Extracted records Block Start
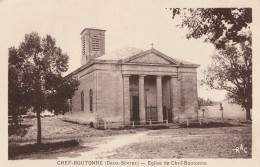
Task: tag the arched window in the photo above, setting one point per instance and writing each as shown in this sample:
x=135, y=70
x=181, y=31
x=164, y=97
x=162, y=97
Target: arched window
x=91, y=100
x=95, y=43
x=82, y=101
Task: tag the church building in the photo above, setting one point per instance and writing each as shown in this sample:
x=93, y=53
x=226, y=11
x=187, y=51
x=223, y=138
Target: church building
x=131, y=85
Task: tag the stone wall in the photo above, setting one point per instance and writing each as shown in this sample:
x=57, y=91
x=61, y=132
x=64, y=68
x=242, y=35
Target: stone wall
x=109, y=96
x=188, y=95
x=87, y=82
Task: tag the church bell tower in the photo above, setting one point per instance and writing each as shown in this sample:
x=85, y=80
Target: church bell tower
x=93, y=44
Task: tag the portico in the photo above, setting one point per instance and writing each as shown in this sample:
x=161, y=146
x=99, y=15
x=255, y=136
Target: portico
x=148, y=89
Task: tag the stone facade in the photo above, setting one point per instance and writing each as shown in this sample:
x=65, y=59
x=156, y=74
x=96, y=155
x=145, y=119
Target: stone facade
x=134, y=86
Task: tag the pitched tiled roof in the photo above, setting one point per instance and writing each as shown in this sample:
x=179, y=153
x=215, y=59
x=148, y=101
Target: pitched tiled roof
x=120, y=54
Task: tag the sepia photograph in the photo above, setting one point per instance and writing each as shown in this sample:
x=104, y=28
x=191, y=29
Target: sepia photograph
x=127, y=83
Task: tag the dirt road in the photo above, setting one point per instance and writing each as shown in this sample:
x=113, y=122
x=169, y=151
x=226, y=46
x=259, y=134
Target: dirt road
x=106, y=149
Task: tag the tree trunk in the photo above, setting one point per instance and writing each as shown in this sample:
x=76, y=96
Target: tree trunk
x=39, y=132
x=248, y=116
x=14, y=117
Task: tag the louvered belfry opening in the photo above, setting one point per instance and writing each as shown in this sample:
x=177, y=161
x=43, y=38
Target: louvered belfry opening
x=93, y=44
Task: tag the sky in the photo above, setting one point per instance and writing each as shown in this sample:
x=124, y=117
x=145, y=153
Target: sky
x=127, y=23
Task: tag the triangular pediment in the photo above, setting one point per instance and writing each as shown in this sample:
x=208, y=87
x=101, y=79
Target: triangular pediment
x=150, y=57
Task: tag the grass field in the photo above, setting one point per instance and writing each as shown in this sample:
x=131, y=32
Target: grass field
x=216, y=140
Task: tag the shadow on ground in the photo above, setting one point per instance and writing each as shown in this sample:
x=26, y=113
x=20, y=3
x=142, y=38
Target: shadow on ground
x=47, y=150
x=209, y=125
x=19, y=130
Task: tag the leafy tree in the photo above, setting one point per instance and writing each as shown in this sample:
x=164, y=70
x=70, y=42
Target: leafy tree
x=231, y=70
x=229, y=30
x=38, y=65
x=219, y=26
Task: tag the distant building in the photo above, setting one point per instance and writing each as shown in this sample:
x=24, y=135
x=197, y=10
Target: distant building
x=230, y=111
x=130, y=84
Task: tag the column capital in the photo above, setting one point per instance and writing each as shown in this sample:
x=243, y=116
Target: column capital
x=174, y=76
x=141, y=75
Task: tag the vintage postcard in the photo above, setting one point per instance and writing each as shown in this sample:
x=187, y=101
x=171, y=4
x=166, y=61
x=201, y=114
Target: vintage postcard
x=129, y=83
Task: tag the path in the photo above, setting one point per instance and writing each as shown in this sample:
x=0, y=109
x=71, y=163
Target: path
x=105, y=149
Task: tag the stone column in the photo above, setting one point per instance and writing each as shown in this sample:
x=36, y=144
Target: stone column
x=174, y=96
x=141, y=98
x=126, y=99
x=159, y=97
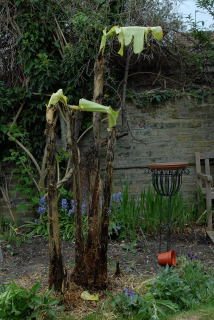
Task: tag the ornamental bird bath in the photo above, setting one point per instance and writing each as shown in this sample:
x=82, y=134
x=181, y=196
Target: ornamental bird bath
x=167, y=180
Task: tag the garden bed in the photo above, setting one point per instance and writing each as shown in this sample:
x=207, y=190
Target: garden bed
x=29, y=262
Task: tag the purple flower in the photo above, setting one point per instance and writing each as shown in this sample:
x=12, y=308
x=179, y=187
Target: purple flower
x=73, y=203
x=41, y=210
x=42, y=202
x=70, y=212
x=130, y=293
x=72, y=209
x=64, y=204
x=192, y=256
x=116, y=197
x=84, y=208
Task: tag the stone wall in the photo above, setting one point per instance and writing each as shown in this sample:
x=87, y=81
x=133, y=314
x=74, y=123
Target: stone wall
x=173, y=131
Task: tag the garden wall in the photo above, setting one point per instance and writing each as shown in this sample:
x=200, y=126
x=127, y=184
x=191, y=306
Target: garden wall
x=172, y=131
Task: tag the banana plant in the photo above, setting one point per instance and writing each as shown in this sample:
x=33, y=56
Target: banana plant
x=126, y=35
x=84, y=105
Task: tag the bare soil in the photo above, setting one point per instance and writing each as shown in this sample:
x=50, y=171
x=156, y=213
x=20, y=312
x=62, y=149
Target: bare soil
x=28, y=263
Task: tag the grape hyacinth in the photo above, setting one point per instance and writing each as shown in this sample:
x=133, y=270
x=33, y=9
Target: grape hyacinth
x=72, y=209
x=64, y=204
x=41, y=210
x=84, y=208
x=116, y=197
x=130, y=293
x=42, y=205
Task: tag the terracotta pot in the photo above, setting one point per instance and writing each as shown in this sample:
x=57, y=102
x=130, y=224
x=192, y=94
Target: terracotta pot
x=168, y=165
x=168, y=257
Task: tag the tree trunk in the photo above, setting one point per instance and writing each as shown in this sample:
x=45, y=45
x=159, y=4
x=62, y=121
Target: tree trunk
x=56, y=271
x=101, y=267
x=79, y=270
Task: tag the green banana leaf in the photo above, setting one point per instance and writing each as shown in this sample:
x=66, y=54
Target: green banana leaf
x=127, y=34
x=56, y=97
x=86, y=105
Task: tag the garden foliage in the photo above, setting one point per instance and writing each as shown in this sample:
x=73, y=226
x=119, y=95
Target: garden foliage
x=17, y=303
x=172, y=290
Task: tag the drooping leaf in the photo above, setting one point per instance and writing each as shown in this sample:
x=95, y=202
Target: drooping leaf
x=86, y=105
x=128, y=34
x=56, y=97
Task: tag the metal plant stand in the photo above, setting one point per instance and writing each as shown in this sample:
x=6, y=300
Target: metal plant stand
x=167, y=180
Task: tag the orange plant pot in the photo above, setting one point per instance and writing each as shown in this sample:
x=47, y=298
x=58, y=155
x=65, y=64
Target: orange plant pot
x=168, y=257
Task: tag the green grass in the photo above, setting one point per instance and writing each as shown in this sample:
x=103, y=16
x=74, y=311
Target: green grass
x=136, y=215
x=201, y=312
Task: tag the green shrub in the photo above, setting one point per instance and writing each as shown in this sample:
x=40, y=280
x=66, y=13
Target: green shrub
x=17, y=303
x=174, y=289
x=142, y=214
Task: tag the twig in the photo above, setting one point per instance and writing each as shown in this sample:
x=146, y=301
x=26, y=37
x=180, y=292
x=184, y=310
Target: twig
x=26, y=151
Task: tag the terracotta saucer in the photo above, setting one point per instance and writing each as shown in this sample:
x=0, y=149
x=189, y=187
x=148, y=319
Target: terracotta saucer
x=168, y=165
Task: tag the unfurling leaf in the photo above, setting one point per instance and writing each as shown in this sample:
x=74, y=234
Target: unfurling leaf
x=85, y=295
x=128, y=34
x=56, y=97
x=86, y=105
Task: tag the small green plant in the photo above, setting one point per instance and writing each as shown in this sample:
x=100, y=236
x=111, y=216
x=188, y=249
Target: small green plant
x=171, y=291
x=133, y=215
x=17, y=303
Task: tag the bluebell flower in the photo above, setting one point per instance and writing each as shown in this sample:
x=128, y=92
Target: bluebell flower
x=64, y=204
x=116, y=197
x=130, y=293
x=71, y=211
x=192, y=256
x=84, y=208
x=42, y=202
x=41, y=210
x=73, y=203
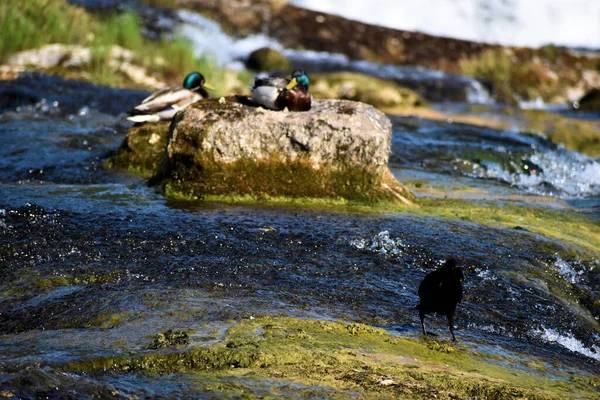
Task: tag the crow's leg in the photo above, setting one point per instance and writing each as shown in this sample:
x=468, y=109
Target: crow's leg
x=451, y=325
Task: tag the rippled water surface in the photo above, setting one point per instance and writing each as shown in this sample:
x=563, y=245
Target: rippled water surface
x=94, y=261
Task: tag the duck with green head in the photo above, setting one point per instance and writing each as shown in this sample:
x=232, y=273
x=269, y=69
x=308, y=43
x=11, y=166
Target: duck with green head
x=280, y=93
x=165, y=103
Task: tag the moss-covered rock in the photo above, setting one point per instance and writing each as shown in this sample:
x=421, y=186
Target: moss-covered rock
x=267, y=59
x=143, y=149
x=338, y=149
x=385, y=95
x=348, y=361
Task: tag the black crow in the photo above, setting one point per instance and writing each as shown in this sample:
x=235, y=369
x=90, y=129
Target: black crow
x=440, y=292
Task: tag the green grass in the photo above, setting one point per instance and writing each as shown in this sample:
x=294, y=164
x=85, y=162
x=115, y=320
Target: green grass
x=34, y=23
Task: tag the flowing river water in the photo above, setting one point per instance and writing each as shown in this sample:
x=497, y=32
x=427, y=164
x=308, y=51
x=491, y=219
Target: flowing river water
Extracted records Block End
Work instructions:
Reproduce the listing above exactly from the line containing "Target: stone column" up to and including the line containing "x=179, y=187", omitting any images and everything outside those lines.

Exercise answer:
Target: stone column
x=174, y=96
x=141, y=98
x=126, y=99
x=159, y=97
Task: tag the ornamental bird bath in the photo above, setting one point per instance and writing each as shown in this sample:
x=82, y=134
x=181, y=196
Target: ornamental bird bath
x=167, y=180
Task: tag the garden bed in the photo above, setting one point per instance and writing each as shown in this sample:
x=207, y=190
Target: garden bed
x=29, y=262
Task: tag the purple flower in the photo above, setting one point per instance and writing each as shown in this sample:
x=12, y=308
x=179, y=187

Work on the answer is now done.